- Work to be completed:
Go over each line of the entries below, count those with "white", and give only the count.

- Data provided:

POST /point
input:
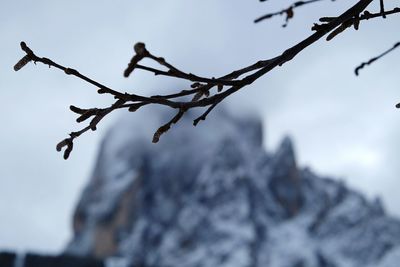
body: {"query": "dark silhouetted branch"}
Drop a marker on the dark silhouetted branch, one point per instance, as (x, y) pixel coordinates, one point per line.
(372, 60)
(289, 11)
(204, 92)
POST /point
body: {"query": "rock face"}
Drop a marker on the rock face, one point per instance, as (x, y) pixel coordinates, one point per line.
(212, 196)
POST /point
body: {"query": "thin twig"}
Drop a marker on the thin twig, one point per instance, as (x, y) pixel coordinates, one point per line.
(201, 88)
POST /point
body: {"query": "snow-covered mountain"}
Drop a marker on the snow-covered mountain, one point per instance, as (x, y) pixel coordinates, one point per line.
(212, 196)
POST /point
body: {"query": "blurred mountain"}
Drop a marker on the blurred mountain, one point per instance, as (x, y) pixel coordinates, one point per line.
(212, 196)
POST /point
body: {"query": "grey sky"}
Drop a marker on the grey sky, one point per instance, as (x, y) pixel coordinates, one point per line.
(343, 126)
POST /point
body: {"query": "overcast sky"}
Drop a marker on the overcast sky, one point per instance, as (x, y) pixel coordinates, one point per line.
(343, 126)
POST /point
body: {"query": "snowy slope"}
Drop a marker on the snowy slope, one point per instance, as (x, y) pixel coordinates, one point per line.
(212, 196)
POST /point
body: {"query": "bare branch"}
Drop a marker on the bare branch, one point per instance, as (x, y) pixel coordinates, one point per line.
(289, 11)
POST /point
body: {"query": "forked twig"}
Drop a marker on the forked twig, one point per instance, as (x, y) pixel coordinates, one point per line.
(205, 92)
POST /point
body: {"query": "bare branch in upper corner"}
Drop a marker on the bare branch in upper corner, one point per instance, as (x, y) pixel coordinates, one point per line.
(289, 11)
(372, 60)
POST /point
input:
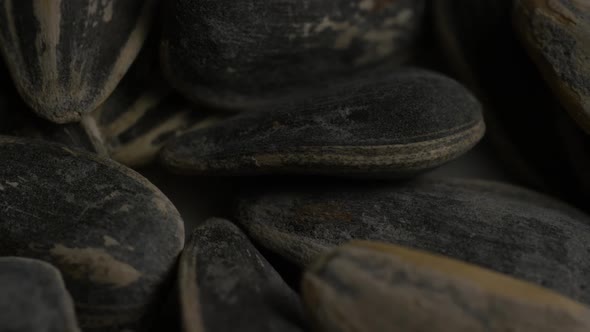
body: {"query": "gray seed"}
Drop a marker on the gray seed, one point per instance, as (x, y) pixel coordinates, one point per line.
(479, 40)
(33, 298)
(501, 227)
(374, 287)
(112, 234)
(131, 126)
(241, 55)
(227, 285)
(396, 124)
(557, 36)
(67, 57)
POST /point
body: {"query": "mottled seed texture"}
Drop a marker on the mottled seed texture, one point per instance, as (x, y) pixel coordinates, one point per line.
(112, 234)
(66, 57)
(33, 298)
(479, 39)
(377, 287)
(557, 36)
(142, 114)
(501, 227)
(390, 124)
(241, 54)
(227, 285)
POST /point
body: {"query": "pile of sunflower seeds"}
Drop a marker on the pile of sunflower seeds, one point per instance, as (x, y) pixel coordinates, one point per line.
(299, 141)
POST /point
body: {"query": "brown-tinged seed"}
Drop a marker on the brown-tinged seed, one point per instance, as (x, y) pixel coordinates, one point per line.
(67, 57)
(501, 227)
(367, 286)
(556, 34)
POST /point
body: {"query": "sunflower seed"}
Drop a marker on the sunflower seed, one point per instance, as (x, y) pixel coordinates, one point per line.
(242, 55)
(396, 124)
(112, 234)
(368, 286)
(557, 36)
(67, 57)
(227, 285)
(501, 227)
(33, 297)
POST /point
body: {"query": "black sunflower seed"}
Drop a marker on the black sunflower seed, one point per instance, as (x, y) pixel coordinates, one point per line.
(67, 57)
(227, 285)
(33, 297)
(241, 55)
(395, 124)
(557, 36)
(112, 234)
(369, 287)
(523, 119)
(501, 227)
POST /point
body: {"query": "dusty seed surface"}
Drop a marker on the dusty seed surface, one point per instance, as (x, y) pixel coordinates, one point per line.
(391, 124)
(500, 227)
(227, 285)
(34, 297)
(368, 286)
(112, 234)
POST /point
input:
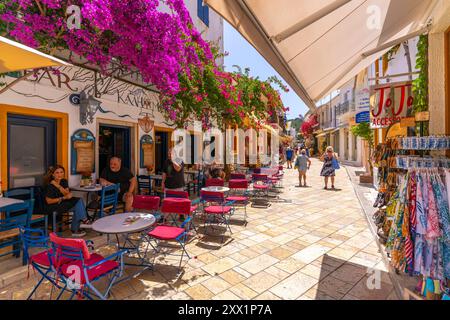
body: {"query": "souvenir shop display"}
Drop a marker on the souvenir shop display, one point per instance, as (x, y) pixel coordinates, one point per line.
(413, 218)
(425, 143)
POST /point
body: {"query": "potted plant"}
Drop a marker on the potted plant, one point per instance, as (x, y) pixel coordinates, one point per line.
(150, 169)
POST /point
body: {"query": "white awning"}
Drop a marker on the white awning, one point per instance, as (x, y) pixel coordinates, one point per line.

- Response box:
2